YOUR ASSIGNMENT — The records need to be set down again exactly as they appear.

Region pointing data:
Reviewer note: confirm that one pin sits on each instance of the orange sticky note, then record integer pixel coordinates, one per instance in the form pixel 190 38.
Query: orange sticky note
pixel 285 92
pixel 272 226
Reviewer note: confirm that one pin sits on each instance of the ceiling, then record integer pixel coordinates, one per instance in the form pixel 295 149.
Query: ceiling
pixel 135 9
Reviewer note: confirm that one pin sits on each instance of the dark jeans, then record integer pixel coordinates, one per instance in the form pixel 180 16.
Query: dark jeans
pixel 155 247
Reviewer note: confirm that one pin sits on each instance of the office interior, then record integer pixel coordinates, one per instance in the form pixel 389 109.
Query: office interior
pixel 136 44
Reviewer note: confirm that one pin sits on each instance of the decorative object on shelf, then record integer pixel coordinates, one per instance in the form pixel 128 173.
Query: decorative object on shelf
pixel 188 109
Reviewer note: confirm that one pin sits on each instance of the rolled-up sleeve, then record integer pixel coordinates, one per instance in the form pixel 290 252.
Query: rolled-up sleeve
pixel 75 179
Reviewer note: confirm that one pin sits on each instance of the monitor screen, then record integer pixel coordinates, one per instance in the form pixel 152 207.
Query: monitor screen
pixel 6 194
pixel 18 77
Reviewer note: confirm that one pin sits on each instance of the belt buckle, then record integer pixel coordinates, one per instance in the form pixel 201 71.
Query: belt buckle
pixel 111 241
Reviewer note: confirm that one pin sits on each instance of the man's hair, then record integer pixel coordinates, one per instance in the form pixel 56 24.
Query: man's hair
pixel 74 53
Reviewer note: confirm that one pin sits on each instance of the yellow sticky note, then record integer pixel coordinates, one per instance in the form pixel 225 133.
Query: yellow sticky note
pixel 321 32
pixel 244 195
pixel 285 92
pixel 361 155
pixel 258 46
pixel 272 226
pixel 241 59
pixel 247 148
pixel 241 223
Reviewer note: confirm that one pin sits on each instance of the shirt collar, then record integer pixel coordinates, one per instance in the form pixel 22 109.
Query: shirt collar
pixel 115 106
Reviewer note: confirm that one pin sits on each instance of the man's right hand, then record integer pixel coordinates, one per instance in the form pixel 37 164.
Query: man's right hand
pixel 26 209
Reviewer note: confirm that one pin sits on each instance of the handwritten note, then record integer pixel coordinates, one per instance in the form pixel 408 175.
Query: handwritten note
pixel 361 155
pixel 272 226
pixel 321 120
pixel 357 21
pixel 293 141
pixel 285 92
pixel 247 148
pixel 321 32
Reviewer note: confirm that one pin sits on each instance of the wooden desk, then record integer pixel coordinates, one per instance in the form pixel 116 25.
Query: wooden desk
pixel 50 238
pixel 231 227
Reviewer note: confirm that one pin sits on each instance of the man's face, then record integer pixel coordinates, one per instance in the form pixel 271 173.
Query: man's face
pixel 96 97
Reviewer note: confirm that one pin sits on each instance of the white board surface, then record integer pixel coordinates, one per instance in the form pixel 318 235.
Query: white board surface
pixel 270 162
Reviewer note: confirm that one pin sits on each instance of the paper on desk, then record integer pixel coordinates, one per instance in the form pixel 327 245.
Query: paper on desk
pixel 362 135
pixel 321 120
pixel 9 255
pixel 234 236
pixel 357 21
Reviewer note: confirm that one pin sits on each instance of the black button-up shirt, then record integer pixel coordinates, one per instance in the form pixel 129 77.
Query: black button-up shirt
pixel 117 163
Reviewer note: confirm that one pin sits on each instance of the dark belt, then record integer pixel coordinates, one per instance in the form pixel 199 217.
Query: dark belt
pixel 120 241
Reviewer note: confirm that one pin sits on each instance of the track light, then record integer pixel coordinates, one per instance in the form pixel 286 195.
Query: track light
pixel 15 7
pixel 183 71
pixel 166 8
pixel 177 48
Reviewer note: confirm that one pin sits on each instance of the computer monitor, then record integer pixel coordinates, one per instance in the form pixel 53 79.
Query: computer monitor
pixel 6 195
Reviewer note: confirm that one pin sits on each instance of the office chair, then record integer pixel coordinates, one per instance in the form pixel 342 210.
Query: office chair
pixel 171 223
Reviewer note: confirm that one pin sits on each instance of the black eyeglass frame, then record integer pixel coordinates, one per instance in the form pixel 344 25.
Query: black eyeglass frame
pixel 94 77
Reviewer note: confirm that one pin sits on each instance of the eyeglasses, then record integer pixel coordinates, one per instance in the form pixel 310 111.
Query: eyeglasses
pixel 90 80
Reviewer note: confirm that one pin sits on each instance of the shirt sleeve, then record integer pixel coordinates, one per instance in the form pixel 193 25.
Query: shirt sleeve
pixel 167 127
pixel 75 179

SOLUTION TO THE PROBLEM —
Reviewer note: confirm that one pin sits on each instance of the orange sticky note, then record integer pixel coordinates, one per instance in the form pixel 190 38.
Query: orange sticky note
pixel 285 92
pixel 272 226
Reviewer note: confirm that one pin sits on each instance of the ceiling, then record integer pixel coordinates, one per instance in the form pixel 295 149.
Query: ceiling
pixel 135 9
Reviewer note: confirm that one pin sits on each instance of the dark jeans, then record integer pixel coordinates, one per instance in the form pixel 180 16.
Query: dark jeans
pixel 155 247
Reviewer note: confirm that one pin sits on each instance of the office interior, then record integer pixel coordinates, one per instance in the form pixel 389 109.
Query: office interior
pixel 136 44
Reviewer note: confirm that one pin sits on each instance of the decorative object on shelf, then record integer pixel coordinates, one per instance in the form pixel 128 173.
Query: decorative object on shelf
pixel 188 109
Reviewer note: confirm that one pin sits on each instance of the rolled-up sleeve, then record integer pixel coordinates, one per instance in the form pixel 290 252.
Query: rolled-up sleeve
pixel 75 179
Reviewer note: confirm that one pin sits on each instance of the monitor screen, then record integer pixel coordinates, one per instance in the form pixel 152 207.
Query: monitor screen
pixel 6 194
pixel 18 77
Reviewer note: confirm that one pin sits on each instance of the belt buckle, then record integer pixel coordinates, one per instance in the form pixel 201 71.
Query: belt buckle
pixel 111 241
Reviewer note: confirm that one pin sits on each instance of the man's hair, then record integer pixel coordinates, one per instance in the form pixel 56 24.
Query: man's hair
pixel 74 53
Reviewer note: confirm that one pin sits on each instance of the yellow sticky note, then record integer pixel coordinates, one per instance in the form pixel 225 133.
Query: yellow sticky note
pixel 321 32
pixel 244 195
pixel 285 92
pixel 361 155
pixel 258 46
pixel 272 226
pixel 241 59
pixel 247 148
pixel 241 223
Reviewer note: confirm that one pin sits on each instance of the shirt collar, then record integer pixel coordinates, one per instance in the form pixel 22 109.
Query: shirt collar
pixel 115 106
Reviewer note: confirm that one pin sits on each instance of the man's right hand, then record integer pixel coordinates, one per instance in the form pixel 37 164.
Query: man's right hand
pixel 26 209
Reviewer note: confirm that one pin sits on each instance of the handwritten note, then record integer pixel coordinates, one per instance in the form pixel 408 175.
Query: handwritten note
pixel 361 155
pixel 272 226
pixel 321 120
pixel 357 21
pixel 293 141
pixel 285 92
pixel 247 148
pixel 321 32
Reviewer note: confirm that one pin sits on each instance of the wooden desk, then record integer pixel coordinates, one per instance in the form pixel 116 25.
Query: wooden desk
pixel 50 238
pixel 231 227
Reviewer note: confirm that one pin sits on each instance of the man's face, then record integer pixel coordinates, one per instance in the form pixel 271 173.
Query: man's face
pixel 96 97
Reviewer note: confirm that one pin sits on each instance of the white board surface, then record integer pixel coordinates, one per instance in the form pixel 318 235.
Query: white board surface
pixel 270 162
Reviewer note: confirm that one pin sits on each instance of the paper on desk, then record integer pixel coordinates, one per instance in the form pixel 327 245.
Query: paper on desk
pixel 362 135
pixel 321 120
pixel 9 255
pixel 234 236
pixel 357 21
Reviewer note: confirm that one pin sits on each instance of the black button-up shirt, then record integer pixel coordinates, one per instance in the form pixel 129 77.
Query: black button-up shirt
pixel 117 163
Reviewer note: confirm that one pin sits on each instance of the dark belt, then record integer pixel coordinates, one per instance in the form pixel 199 217.
Query: dark belt
pixel 120 241
Reviewer note: confirm that one pin sits on each instance of the track light, then record integer pixel coordinates, one per instance in the form pixel 286 195.
Query: track light
pixel 15 7
pixel 183 71
pixel 166 8
pixel 177 48
Reviewer note: confirm that one pin sits on each instance of the computer monitor, then record integer pixel coordinates, one per instance in the form pixel 53 79.
Query: computer monitor
pixel 6 195
Reviewer note: confirm that one pin sits on each instance of the office chair, then record integer pixel coordinates, one per instance in the form pixel 342 210.
Query: office chair
pixel 171 223
Reviewer note: confirm that one pin sits on each instance of the black eyeglass frame, then record integer pixel coordinates, one per instance in the form pixel 344 25.
Query: black eyeglass frame
pixel 94 77
Reviewer note: confirm that one pin sits on each instance of the eyeglasses, then record integer pixel coordinates, one per instance in the form pixel 310 111.
Query: eyeglasses
pixel 90 80
Reviewer note: confirm that one pin sits on each instance of the shirt sleeve, then record integer pixel coordinates, one per instance in the form pixel 193 25.
Query: shirt sleeve
pixel 167 127
pixel 75 179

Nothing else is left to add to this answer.